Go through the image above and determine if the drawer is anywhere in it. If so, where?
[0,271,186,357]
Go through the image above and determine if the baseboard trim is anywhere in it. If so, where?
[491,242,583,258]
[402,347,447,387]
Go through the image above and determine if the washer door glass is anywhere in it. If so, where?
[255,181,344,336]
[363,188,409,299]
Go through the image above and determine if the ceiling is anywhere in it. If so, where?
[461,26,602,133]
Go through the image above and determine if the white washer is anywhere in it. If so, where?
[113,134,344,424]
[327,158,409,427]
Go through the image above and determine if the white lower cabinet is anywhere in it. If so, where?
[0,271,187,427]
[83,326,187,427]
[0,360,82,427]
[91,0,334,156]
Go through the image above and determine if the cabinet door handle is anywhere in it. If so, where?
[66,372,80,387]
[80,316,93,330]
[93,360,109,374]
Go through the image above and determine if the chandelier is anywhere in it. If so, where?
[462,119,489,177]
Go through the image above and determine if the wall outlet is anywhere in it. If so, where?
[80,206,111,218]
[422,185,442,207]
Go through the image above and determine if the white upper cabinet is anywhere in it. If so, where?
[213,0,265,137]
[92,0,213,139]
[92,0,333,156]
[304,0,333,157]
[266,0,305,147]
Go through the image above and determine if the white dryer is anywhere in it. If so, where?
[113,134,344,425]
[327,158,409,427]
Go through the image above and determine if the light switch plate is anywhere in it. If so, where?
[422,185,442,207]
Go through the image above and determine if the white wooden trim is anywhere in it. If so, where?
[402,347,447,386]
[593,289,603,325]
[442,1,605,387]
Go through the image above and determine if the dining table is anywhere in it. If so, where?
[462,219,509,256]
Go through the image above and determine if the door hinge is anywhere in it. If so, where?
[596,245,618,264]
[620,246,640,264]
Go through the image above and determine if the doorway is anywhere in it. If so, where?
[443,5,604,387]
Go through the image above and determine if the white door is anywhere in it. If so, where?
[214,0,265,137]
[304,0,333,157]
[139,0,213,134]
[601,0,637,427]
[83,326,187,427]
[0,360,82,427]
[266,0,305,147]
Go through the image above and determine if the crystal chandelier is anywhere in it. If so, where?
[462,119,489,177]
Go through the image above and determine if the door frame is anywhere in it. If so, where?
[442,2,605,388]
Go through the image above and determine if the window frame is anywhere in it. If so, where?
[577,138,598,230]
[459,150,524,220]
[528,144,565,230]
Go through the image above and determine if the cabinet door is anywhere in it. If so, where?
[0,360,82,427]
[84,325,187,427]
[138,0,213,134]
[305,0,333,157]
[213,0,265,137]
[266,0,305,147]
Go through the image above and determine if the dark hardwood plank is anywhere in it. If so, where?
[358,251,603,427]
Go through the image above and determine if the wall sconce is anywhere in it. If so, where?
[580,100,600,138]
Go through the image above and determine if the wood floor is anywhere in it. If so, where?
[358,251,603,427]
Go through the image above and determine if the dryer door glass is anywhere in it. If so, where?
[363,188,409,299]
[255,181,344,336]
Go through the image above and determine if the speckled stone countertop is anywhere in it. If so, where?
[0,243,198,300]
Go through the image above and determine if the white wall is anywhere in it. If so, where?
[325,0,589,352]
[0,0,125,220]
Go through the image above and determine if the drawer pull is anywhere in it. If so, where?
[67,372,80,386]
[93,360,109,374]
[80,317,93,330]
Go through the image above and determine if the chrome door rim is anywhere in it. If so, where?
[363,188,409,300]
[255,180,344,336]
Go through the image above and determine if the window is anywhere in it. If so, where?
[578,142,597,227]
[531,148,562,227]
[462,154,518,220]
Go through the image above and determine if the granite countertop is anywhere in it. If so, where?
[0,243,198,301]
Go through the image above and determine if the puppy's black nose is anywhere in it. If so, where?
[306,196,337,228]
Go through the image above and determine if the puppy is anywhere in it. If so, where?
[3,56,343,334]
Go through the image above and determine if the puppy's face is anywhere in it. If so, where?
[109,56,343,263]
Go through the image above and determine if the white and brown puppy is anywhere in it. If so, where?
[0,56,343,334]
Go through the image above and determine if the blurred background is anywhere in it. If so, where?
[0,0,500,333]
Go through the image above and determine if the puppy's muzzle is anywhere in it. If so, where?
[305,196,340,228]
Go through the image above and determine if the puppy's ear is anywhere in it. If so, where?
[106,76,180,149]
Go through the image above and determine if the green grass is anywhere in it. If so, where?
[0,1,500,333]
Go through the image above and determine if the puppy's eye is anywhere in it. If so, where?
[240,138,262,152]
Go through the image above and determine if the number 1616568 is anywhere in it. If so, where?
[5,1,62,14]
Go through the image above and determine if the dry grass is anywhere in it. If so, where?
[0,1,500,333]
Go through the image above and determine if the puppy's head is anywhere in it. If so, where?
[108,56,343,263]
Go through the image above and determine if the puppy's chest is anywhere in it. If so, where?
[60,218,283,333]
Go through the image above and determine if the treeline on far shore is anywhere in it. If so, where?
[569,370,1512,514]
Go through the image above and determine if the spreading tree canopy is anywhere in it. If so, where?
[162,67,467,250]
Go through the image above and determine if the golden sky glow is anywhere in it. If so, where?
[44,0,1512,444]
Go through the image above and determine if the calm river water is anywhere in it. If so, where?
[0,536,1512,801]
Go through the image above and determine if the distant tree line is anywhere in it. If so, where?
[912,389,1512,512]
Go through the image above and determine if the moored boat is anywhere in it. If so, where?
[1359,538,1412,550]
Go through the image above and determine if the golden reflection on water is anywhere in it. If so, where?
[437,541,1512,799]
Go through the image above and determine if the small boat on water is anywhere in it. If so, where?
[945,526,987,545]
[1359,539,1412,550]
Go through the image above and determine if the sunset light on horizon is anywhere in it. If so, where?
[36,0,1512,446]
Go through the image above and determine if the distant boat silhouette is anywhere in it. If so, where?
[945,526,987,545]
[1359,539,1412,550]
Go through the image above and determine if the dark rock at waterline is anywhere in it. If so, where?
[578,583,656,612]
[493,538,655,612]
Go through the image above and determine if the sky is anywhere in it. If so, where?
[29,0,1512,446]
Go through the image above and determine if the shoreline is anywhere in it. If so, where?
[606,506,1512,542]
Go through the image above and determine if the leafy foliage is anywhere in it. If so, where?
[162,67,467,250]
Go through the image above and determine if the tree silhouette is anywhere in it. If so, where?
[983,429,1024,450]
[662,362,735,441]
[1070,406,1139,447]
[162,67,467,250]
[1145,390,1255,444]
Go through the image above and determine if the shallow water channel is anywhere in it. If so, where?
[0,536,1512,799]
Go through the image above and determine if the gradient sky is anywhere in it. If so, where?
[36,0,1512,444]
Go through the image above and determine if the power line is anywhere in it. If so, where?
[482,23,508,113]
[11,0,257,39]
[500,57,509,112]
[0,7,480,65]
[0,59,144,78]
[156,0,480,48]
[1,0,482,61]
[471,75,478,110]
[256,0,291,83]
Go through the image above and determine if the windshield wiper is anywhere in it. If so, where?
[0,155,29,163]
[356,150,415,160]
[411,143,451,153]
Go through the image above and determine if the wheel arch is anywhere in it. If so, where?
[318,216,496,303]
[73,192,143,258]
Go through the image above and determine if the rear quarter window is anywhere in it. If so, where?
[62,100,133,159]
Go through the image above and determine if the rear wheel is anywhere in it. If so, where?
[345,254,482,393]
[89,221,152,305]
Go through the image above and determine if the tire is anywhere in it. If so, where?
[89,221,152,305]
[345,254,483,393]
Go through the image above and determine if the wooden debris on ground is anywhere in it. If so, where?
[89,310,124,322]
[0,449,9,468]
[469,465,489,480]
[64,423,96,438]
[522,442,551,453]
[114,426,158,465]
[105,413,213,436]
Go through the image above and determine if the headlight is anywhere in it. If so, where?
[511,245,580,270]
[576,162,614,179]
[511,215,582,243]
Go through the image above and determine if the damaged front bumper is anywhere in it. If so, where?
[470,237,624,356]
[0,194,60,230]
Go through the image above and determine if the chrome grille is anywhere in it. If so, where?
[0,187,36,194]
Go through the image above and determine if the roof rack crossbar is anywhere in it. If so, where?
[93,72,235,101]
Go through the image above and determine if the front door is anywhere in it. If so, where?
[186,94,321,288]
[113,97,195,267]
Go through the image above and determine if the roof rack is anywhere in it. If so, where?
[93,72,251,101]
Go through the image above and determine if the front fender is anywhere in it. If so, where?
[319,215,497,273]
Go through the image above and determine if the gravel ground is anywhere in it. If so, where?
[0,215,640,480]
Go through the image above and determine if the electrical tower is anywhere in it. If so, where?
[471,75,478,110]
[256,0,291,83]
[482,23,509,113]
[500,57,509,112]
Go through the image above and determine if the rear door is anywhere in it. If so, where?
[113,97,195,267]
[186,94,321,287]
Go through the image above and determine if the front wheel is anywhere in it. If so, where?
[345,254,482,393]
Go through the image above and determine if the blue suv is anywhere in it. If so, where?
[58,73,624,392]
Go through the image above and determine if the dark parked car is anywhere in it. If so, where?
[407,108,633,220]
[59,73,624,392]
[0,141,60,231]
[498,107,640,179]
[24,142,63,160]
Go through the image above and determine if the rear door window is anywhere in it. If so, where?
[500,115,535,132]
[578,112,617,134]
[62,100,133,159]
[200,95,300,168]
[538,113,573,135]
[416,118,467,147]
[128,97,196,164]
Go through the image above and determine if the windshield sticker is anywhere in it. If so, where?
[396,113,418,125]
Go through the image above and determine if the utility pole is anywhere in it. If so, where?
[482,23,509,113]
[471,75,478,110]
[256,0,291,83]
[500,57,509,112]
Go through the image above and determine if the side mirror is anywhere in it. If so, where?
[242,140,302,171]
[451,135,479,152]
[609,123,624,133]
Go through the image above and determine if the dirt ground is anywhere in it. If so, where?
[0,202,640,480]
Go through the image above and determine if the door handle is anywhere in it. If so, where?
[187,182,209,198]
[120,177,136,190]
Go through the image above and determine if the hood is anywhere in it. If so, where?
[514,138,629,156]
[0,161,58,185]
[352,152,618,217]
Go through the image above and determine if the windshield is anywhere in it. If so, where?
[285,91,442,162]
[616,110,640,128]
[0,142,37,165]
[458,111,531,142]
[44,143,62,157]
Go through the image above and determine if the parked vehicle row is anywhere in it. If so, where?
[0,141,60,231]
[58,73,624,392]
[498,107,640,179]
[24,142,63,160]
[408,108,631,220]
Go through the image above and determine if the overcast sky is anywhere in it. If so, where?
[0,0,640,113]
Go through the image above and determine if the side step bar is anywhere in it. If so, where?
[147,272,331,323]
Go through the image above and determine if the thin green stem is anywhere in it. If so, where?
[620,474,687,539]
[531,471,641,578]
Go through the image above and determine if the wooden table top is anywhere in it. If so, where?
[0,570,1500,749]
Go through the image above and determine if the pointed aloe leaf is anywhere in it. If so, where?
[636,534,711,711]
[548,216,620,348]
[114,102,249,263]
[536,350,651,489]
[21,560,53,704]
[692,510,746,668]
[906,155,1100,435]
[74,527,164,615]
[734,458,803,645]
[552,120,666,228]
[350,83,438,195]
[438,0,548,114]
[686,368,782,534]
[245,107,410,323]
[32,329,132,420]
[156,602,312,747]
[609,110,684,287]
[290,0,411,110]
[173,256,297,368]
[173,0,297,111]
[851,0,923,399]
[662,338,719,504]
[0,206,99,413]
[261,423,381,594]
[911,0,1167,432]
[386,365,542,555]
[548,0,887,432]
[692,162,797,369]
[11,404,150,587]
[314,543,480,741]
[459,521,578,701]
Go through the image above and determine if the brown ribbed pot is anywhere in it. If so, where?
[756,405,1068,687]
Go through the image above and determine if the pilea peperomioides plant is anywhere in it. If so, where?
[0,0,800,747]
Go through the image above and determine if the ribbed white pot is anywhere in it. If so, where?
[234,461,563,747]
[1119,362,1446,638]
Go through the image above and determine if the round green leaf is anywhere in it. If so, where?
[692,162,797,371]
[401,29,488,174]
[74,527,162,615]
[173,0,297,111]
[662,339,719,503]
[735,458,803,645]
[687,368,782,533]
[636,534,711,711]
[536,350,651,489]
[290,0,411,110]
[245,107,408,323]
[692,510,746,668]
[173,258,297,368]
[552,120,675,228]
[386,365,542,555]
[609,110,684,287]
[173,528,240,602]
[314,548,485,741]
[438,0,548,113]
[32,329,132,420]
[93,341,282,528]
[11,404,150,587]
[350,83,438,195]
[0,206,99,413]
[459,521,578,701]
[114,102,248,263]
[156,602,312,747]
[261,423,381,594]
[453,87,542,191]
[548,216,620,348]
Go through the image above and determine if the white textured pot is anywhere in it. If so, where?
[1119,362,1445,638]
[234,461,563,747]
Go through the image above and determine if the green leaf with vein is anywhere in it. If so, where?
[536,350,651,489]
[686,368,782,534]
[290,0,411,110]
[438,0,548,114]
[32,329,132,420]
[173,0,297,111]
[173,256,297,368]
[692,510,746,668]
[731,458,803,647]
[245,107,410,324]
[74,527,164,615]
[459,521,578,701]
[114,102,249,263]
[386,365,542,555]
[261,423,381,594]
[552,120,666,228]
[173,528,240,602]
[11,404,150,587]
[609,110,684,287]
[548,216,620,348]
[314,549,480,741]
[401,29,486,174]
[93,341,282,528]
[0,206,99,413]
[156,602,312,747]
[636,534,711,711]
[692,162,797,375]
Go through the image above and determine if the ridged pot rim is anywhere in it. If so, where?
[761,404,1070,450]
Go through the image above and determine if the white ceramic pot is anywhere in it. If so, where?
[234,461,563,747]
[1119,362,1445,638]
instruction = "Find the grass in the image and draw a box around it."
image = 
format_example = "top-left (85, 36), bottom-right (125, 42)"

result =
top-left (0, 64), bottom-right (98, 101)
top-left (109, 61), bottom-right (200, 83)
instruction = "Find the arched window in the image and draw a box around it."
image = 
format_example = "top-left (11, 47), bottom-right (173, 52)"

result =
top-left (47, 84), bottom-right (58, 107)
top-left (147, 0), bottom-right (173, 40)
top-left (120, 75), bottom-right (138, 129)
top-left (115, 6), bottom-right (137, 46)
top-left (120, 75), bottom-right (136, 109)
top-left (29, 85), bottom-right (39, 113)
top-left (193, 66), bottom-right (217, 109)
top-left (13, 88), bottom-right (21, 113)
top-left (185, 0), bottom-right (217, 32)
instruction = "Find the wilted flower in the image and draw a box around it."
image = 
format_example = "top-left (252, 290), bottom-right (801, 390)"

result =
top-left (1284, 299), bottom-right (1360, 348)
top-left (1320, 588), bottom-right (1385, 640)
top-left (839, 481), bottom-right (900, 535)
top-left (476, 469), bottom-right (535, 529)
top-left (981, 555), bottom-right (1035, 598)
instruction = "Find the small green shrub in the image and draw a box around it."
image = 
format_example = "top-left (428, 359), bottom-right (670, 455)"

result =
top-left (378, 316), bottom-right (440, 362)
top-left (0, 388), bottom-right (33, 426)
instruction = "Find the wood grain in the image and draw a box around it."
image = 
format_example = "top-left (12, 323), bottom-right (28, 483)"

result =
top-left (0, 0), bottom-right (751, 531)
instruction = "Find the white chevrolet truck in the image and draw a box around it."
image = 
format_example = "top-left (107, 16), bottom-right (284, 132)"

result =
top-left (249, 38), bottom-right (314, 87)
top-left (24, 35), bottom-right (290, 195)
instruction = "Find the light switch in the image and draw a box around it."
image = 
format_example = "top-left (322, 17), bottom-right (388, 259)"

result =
-------------------------
### TASK OBJECTIVE
Output everything in the entries from the line that contains "crossbar is anywhere in it. If so, where?" down to the line that contains "[0,215,640,480]", both included, as a Markdown table with the columns Row and Line. Number each line in the Row column, and leave out any blank lines.

### SOLUTION TO THIS EXERCISE
| Row | Line |
|---|---|
| 1 | Go through the image above and determine if the roof rack crossbar is anywhere in it. If so, where? |
| 2 | [93,72,235,101] |
| 3 | Go through the image above and determine if the front door is anywhere in it. If so, where? |
| 4 | [186,94,321,288] |
| 5 | [113,97,195,267] |
| 6 | Go through the image above and determine if the roof rack is anywhere in it. If so, where? |
| 7 | [93,72,251,101] |
| 8 | Go through the image above and determine if the front fender is anywhere in it. If so, where? |
| 9 | [319,215,497,273] |
| 10 | Go through the image above and determine if the gravel ground is anywhere in it. If so, where? |
| 11 | [0,215,640,480] |